** begin **

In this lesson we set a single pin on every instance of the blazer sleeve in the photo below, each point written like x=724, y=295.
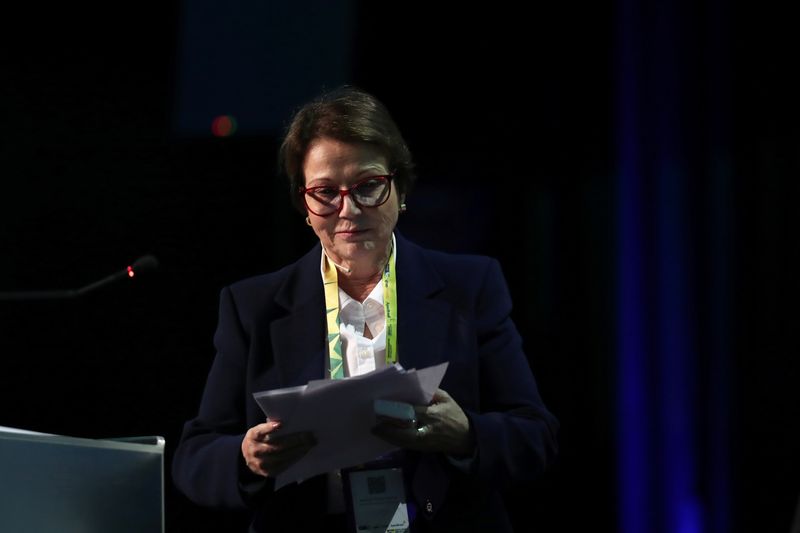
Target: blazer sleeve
x=514, y=431
x=208, y=466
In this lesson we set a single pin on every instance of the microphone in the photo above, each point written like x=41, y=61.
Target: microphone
x=143, y=264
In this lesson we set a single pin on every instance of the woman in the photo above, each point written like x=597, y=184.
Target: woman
x=486, y=428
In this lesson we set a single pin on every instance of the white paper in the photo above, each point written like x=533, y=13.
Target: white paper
x=339, y=413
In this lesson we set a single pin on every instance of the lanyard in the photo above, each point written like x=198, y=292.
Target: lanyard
x=331, y=284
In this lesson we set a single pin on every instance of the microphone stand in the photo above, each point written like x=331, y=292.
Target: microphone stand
x=144, y=263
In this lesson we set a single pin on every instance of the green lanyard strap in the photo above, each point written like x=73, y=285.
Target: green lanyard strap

** end **

▶ [BRIEF]:
Return all of the items above word for word, leaving out the picture.

▶ [PROBLEM SOLUTION]:
In this lesson we set a single pin on every instance of the blazer sleeve in the photo below, each point written like x=724, y=295.
Target: blazer sleeve
x=514, y=431
x=208, y=466
In this lesson we set a single pin on every instance of the microphone in the photo above, each point written like x=41, y=61.
Target: microphone
x=143, y=264
In this lesson we set a single pin on every instance of the woman in the photo above, each point written like x=597, y=184.
Target: woman
x=486, y=428
In this lesson we set a single pin on every instance of the white paper in the photo above, each point written like x=533, y=13.
Target: white paper
x=339, y=413
In this lesson we set a single pin on every instance of the lanyard in the photo above, each point written like x=198, y=292.
Target: lanyard
x=331, y=284
In this lesson we set a single pin on every instance of the microphone stand in the photo above, each point written like x=331, y=292.
Target: microphone stand
x=144, y=263
In this lesson we set a single pin on every instance of the green lanyard strap in the photo above, each point written like x=73, y=285.
Target: green lanyard strap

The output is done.